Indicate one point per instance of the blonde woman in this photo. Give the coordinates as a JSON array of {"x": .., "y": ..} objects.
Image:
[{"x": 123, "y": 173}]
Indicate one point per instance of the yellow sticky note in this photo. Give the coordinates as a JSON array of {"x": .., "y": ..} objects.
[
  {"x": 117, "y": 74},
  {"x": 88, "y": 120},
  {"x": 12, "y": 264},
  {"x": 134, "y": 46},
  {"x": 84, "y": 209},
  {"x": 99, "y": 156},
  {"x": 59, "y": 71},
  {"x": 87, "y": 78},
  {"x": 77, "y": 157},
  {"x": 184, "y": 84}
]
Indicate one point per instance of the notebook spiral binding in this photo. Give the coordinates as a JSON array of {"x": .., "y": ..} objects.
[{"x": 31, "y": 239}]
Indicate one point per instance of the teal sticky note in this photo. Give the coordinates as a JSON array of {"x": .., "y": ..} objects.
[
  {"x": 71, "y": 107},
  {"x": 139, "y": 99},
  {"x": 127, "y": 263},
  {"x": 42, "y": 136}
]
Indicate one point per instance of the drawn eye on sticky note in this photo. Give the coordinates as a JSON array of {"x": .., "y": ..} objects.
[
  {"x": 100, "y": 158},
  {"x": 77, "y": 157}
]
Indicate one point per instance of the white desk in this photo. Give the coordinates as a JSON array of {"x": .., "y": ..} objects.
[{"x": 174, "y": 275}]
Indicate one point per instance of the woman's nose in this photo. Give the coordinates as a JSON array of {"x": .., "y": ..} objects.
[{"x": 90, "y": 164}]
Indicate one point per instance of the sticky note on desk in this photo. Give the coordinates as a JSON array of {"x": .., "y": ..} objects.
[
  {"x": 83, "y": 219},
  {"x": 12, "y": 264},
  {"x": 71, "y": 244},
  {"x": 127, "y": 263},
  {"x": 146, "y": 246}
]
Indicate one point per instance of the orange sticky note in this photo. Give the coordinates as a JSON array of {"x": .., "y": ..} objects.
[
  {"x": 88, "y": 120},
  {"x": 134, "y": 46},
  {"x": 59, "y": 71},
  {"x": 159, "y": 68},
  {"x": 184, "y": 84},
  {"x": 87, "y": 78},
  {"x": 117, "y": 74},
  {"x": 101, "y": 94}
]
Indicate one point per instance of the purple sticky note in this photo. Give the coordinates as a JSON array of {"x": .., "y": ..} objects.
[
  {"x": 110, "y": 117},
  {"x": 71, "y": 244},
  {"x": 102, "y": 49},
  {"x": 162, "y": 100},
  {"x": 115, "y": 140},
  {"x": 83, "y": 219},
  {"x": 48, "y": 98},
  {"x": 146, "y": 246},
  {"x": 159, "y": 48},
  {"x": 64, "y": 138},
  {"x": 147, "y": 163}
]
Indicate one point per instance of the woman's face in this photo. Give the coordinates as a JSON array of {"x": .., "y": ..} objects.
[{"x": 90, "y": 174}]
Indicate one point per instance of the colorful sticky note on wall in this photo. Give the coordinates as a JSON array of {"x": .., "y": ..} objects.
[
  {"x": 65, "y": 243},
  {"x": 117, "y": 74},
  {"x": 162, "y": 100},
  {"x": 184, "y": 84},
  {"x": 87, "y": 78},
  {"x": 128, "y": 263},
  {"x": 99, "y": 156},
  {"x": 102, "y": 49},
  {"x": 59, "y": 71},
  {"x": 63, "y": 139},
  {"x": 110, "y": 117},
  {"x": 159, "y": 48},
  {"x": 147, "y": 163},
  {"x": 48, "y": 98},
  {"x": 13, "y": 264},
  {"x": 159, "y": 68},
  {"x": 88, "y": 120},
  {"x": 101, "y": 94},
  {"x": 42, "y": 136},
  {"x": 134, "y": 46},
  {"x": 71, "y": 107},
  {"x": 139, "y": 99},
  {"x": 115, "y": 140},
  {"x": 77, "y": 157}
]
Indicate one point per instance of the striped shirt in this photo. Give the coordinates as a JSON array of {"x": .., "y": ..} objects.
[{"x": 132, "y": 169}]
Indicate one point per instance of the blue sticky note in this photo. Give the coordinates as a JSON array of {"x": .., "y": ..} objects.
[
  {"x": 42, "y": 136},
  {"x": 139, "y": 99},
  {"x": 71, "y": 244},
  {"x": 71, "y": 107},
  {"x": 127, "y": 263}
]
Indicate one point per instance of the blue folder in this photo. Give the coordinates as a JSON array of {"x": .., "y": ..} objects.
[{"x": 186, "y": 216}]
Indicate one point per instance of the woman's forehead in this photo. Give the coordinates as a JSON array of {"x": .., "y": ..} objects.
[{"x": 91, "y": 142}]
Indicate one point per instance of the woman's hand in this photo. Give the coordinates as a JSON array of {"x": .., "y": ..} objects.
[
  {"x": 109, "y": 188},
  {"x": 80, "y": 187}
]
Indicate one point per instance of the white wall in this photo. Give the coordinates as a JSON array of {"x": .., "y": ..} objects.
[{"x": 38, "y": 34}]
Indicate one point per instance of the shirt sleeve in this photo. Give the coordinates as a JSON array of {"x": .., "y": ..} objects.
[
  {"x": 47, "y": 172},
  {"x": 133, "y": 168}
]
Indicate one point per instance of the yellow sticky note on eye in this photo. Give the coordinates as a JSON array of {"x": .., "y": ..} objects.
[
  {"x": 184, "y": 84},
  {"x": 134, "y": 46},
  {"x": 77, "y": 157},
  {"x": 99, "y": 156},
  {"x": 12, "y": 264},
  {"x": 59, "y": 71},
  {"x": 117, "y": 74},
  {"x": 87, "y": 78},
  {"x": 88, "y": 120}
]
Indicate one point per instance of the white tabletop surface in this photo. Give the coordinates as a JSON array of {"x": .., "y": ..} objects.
^^^^^^^^^^^^^^^^
Reproduce all of the material above word for word, without changing anything.

▶ Reply to the task
Indicate one point per instance of the blonde woman in this photo. Give the coordinates as a JSON array of {"x": .., "y": ..} objects.
Image:
[{"x": 123, "y": 173}]
Indicate one point per instance of the yellow sticky note in this photo. Give the coordinates as a JSON array of {"x": .., "y": ..} objects.
[
  {"x": 117, "y": 74},
  {"x": 88, "y": 120},
  {"x": 12, "y": 264},
  {"x": 134, "y": 46},
  {"x": 84, "y": 209},
  {"x": 99, "y": 156},
  {"x": 59, "y": 71},
  {"x": 87, "y": 78},
  {"x": 77, "y": 157},
  {"x": 184, "y": 84}
]
Indicate one point per instance of the notebook spiral binding in this photo. Give the coordinates as a JSON array of {"x": .., "y": ..} objects.
[{"x": 31, "y": 239}]
Indicate one point per instance of the teal sticky note in this photo. Give the coordinates as a JSON array of {"x": .., "y": ..} objects.
[
  {"x": 71, "y": 107},
  {"x": 139, "y": 99},
  {"x": 127, "y": 263},
  {"x": 42, "y": 136}
]
Indicate one point per instance of the drawn eye on sticky note in this photo. Give the coordinates as a JSON array of {"x": .., "y": ..} objects.
[
  {"x": 100, "y": 158},
  {"x": 77, "y": 157}
]
Indicate one point per instance of the white desk in this photo. Give the coordinates as a JSON array of {"x": .., "y": ..} objects.
[{"x": 174, "y": 275}]
Indicate one point per instance of the woman's nose in this photo. Give the coordinates as a JSON array of {"x": .., "y": ..} objects.
[{"x": 90, "y": 164}]
Indicate one point per instance of the sticky note on desk in this photo. Give the coordinates as a JSON array of {"x": .., "y": ..} objects.
[
  {"x": 83, "y": 219},
  {"x": 12, "y": 264},
  {"x": 71, "y": 244},
  {"x": 127, "y": 263},
  {"x": 146, "y": 246}
]
Indicate one point per instance of the orange sticky note in this photo. Give the coordinates as a JSON array of {"x": .., "y": ..} objects.
[
  {"x": 88, "y": 120},
  {"x": 134, "y": 46},
  {"x": 59, "y": 71},
  {"x": 159, "y": 68},
  {"x": 184, "y": 84},
  {"x": 87, "y": 78},
  {"x": 117, "y": 74},
  {"x": 101, "y": 94}
]
Indicate one point per instance of the purple sticky note in this photo. Give the coordinates as a JSON array of {"x": .., "y": ..} objects.
[
  {"x": 110, "y": 117},
  {"x": 71, "y": 244},
  {"x": 102, "y": 49},
  {"x": 162, "y": 100},
  {"x": 115, "y": 140},
  {"x": 83, "y": 219},
  {"x": 48, "y": 98},
  {"x": 146, "y": 246},
  {"x": 159, "y": 48},
  {"x": 64, "y": 138},
  {"x": 147, "y": 163}
]
Indicate one point per instance of the woman's face in this photo. Give the coordinates as a JSON array of {"x": .., "y": ..} objects.
[{"x": 90, "y": 174}]
Indicate one point per instance of the colorful sticky note on wall in this photo. Give the coordinates as a JSON array of {"x": .., "y": ..} objects.
[
  {"x": 65, "y": 243},
  {"x": 117, "y": 74},
  {"x": 162, "y": 100},
  {"x": 184, "y": 84},
  {"x": 87, "y": 78},
  {"x": 128, "y": 263},
  {"x": 99, "y": 156},
  {"x": 102, "y": 49},
  {"x": 59, "y": 71},
  {"x": 63, "y": 139},
  {"x": 110, "y": 117},
  {"x": 159, "y": 48},
  {"x": 147, "y": 163},
  {"x": 48, "y": 98},
  {"x": 13, "y": 264},
  {"x": 159, "y": 68},
  {"x": 88, "y": 120},
  {"x": 101, "y": 94},
  {"x": 42, "y": 136},
  {"x": 134, "y": 46},
  {"x": 71, "y": 107},
  {"x": 139, "y": 99},
  {"x": 115, "y": 140},
  {"x": 77, "y": 157}
]
Indicate one point per instance of the striped shirt in this photo. Give the coordinates as a JSON array of {"x": .., "y": ..} objects.
[{"x": 132, "y": 169}]
Indicate one point per instance of the blue sticky note in this photo. Give the coordinates as a JSON array of {"x": .., "y": ..} objects.
[
  {"x": 42, "y": 136},
  {"x": 139, "y": 99},
  {"x": 71, "y": 244},
  {"x": 71, "y": 107},
  {"x": 127, "y": 263}
]
Indicate one point per instance of the blue folder in this photo. Give the coordinates as a JSON array of {"x": .., "y": ..} objects.
[{"x": 186, "y": 216}]
Indicate one point per instance of the woman's forehead in this photo. Give the coordinates as a JSON array of {"x": .., "y": ..} objects.
[{"x": 91, "y": 142}]
Indicate one point per instance of the woman's hand in this photo. Give the coordinates as a JSON array of {"x": .., "y": ..} objects.
[
  {"x": 109, "y": 188},
  {"x": 80, "y": 187}
]
Indicate one point per instance of the white wall in this photo. Give the coordinates as a JSON array of {"x": .., "y": ..} objects.
[{"x": 38, "y": 34}]
Indicate one point per instance of the shirt sleeve in this photo. Give the coordinates as a JSON array of {"x": .., "y": ..} objects.
[
  {"x": 47, "y": 172},
  {"x": 133, "y": 168}
]
Indicate one point per instance of the yellow sticky note on eye in this photo. Give the coordinates as a JSON array of {"x": .., "y": ..} objects.
[
  {"x": 184, "y": 84},
  {"x": 134, "y": 46},
  {"x": 77, "y": 157},
  {"x": 99, "y": 156},
  {"x": 12, "y": 264},
  {"x": 59, "y": 71},
  {"x": 117, "y": 74},
  {"x": 87, "y": 78},
  {"x": 88, "y": 120}
]
Indicate one point per instance of the white tabletop surface in this photo. Give the coordinates as a JSON array of {"x": .., "y": ..} objects.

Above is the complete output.